● **TEXT PROVIDED**
Back to Kent though and some County Members still have a patronising disdain for T20 Cricket as if it were mere tiddlywinks.
Agreed it is indeed short and sweet, it does lack the subtle ebb and flow of a four-day contest, it does accelerate the game exponentially but in principle I still think the short format has many positive features too.
It might come third on my Kentish bucket list after winning the County Championship and a Lord’s Final, but the 2007 triumph at Edgbaston remains my favourite ever moment watching Kent (I began watching them in 1979…).
Obviously, Gloucestershire still want to pay us back for that epic night in Birmingham a decade ago beating Kent home and away in this year’s T20 Blast but it didn’t put me off my planned trips to Richmond (first timer) and then Hove in search of a repeat of the joyful Oval romp.
The end results were not quite as splendid, but both occasions illustrated perfectly what the refuseniks might be missing out on. Cutting off one’s nose to spite one’s face does spring to mind…
The trip to Richmond to play Middlesex (ahem in Surrey) on a balmy Thursday evening was very convivial. The setting was lovely, adjacent to the Old Deer Park rugby ground.
A Richmond record attendance of 4,107 ringed the quaint ground with well to do contentment. A far cry from the frantic and squiffy pub crawl atmosphere of the Oval on a Friday night.
The vibe was of a summery garden party, barbeques frazzled and ale was quaffed slowly in the sunshine. The only danger was from whizzing cricket balls as both teams battled with brio and aggression.
Middlesex batted first and were soon making spectators take immediate avoiding action. McCullum provided the stardust for Middlesex with some high-quality biffing.
Many were traditional shots just hit very long and very hard. 83-0 off 9 overs had the sprinkling of Kent fans present fearing a proper old tonking given the small boundaries and muscular New Zealander.
The tide was stemmed initially by a tight Tredwell over, Coles then trapped Malan for 33 and Kent finally looked like they had a chance.
Middlesex reached 125-1 off 13 overs and Kent were potentially facing a chase of over 200. Tredwell then snaffled Stirling and the brakes were applied.
Sharp fielding and some clever bowling brought some modicum of control to the previous carnage but 156-2 with three overs remaining still gave Middlesex the edge.
Thankfully Haggett bowled McCullum (88) and in the same over Higgins went the same way. Morgan was still there though and had the home fans scattering twice in the next over before Claydon had him caught by Blake.
The collapse continued in spectacular style in the final over. Coles bowled it and contrived only the third hat-trick in Kent’s brief T20 history.
Franklin was caught on the boundary five yards in front of us by Blake and the trick was repeated in the very next ball to account for Simpson.
We roared our approval when Coles then comprehensively bowled Southee for a duck to put Kent back in the game… 179-8 off 20 overs meant game on… in theory anyway, having clawed it back.
Sadly, by the time we’d returned from the queue for beer in the pavilion Kent were 2-2 off 7 balls and the game looked up.
When Billings went on 36 I was resigned to our fate but then Northeast in partnership with Neesham threatened to save the day. They put on 75 and got us to 111-3 but then Northeast fell.
Neesham who got bogged down at one point fell to the same bowler Higgins and only a brief but violent cameo of 27 off 14 balls by Blake made the score respectable.

● **WORK ORDER 1**
In the cricket report, which Kent bowler took the hat-trick in the final over against Middlesex?
● **WORK ORDER 2**
Reproduce the cricket report from "It might come" to "joyful Oval romp.".

● **DATASET EXTRACT**
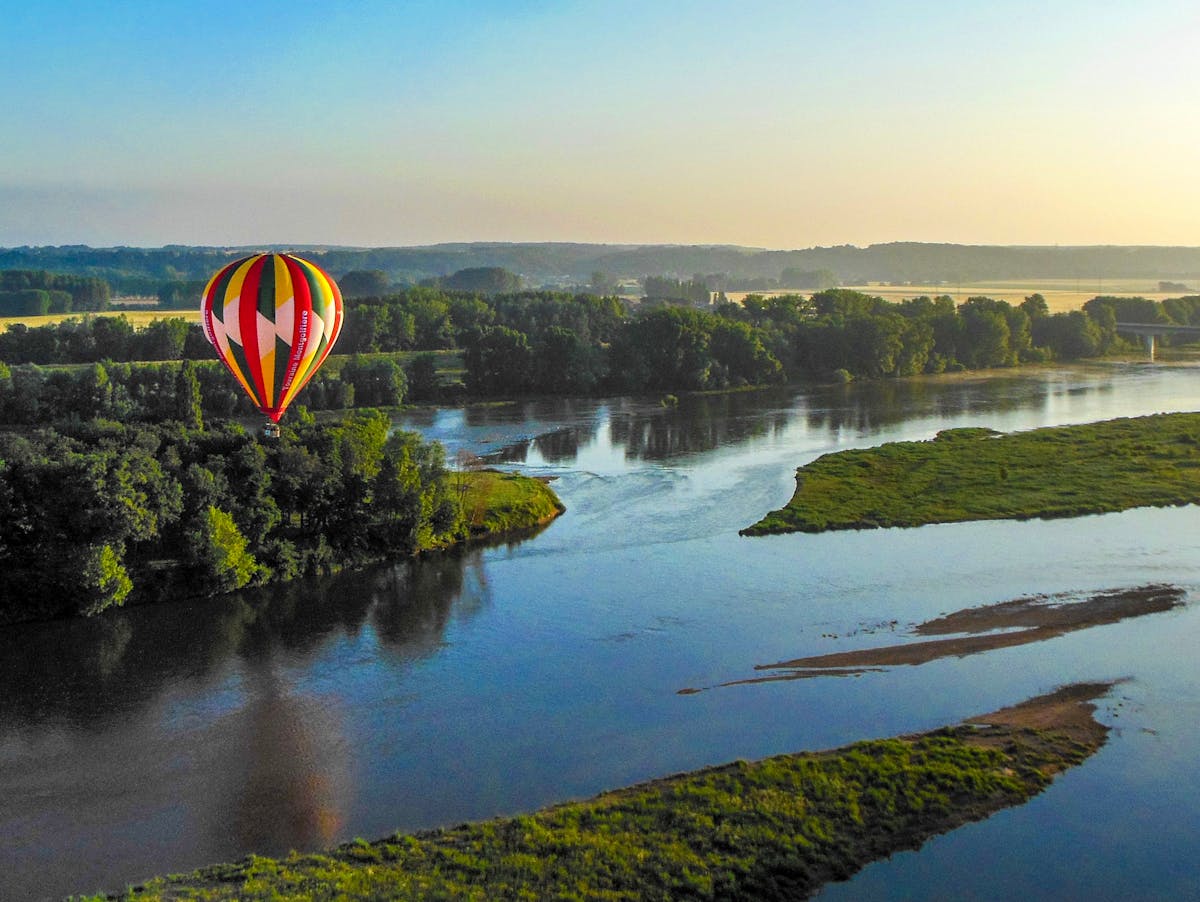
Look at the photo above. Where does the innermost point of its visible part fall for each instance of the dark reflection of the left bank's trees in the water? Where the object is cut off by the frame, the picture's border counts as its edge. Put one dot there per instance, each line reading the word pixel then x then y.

● **RESPONSE AREA 1**
Coles

● **RESPONSE AREA 2**
It might come third on my Kentish bucket list after winning the County Championship and a Lord’s Final, but the 2007 triumph at Edgbaston remains my favourite ever moment watching Kent (I began watching them in 1979…).
Obviously, Gloucestershire still want to pay us back for that epic night in Birmingham a decade ago beating Kent home and away in this year’s T20 Blast but it didn’t put me off my planned trips to Richmond (first timer) and then Hove in search of a repeat of the joyful Oval romp.